→ Problems to solve
• 1. In the grinder-cleaning thread, why does the first poster feel anxious about using cleaning crystals again? Answer in one to three sentences.
• 2. Translate this sentence from the grinder-cleaning thread into Spanish: "Can it be recommended to use Puly Caff grinder cleaning crystals in the Sage Oracle's grinder?"
• 3. Reproduce the part of the grinder-cleaning thread that begins at the words "what is wrong" and stops after "follow that happily.".

→ Text shown
********************
# Sage Oracle grinder cleaning



## fiefster (Sep 30, 2020)

Hi,

Can it be recommended to use Puly Caff grinder cleaning crystals in the Sage Oracle's grinder? I have previously used these when cleaning my Iberital MC2.

I recently must have got something stuck in the Sage's grinder which stopped grinding. Thought the crystals would help but felt like they made the problem worse. A full dismantle and clean with brushes/vacuum etc got everything going again thankfully but has me anxious about using crystals again.

I am about to change beans and want to do a thorough clean so any advice gratefully received.

*

*


----------



## Blue_Cafe (Jun 22, 2020)

what is wrong with a brush?


----------



## fiefster (Sep 30, 2020)

Nothing wrong with a brush nor was I suggesting there was but my query related to the use of cleaning crystals.

If your advice is not use crystals and only use a brush, that is great and I will follow that happily.


----------



## Blue_Cafe (Jun 22, 2020)
********************
→ Available data
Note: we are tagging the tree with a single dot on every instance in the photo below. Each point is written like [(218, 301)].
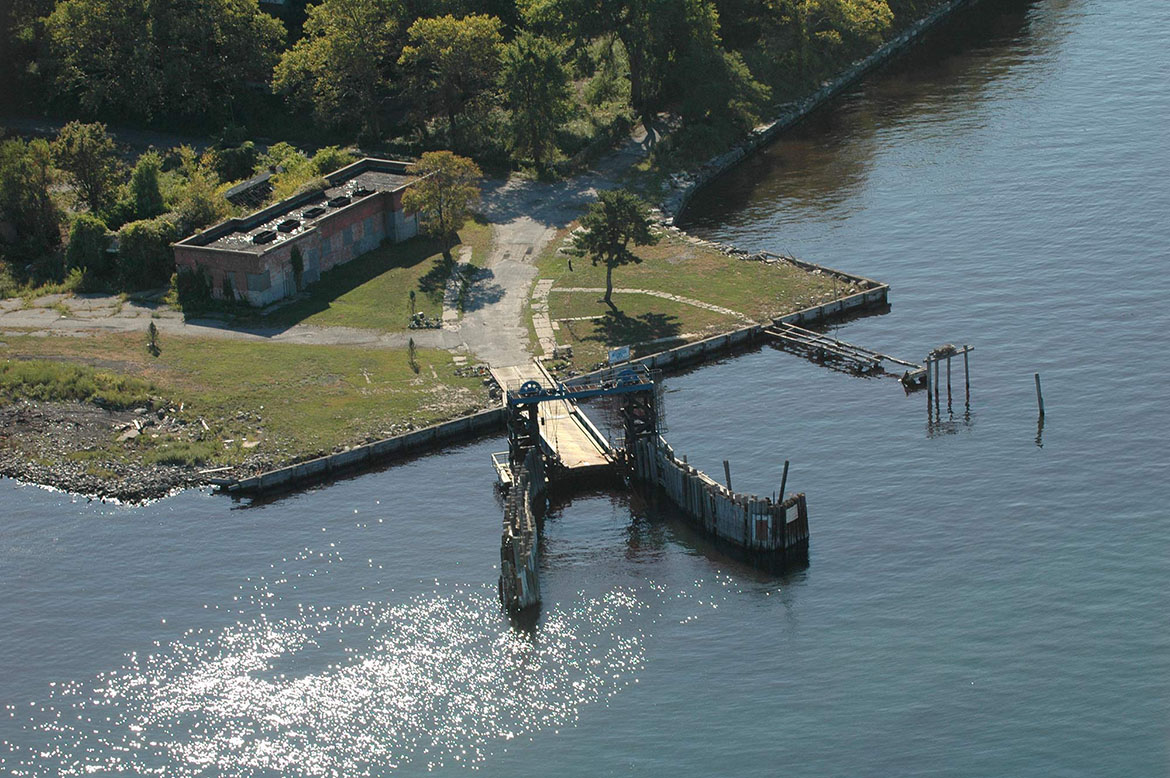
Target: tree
[(536, 84), (816, 27), (145, 259), (145, 194), (449, 64), (156, 56), (104, 54), (198, 204), (26, 204), (88, 243), (87, 153), (655, 34), (617, 219), (445, 188), (343, 64)]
********************
→ Solutions in order
• 1. The Sage's grinder had stopped grinding because something got stuck in it. The poster thought the crystals would help, but they seemed to make the problem worse. The grinder only worked again after a full dismantle and a clean with brushes and a vacuum.

• 2. ¿Se puede recomendar el uso de cristales limpiadores de molinillo Puly Caff en el molinillo de la Sage Oracle?

• 3.
what is wrong with a brush?


----------



## fiefster (Sep 30, 2020)

Nothing wrong with a brush nor was I suggesting there was but my query related to the use of cleaning crystals.

If your advice is not use crystals and only use a brush, that is great and I will follow that happily.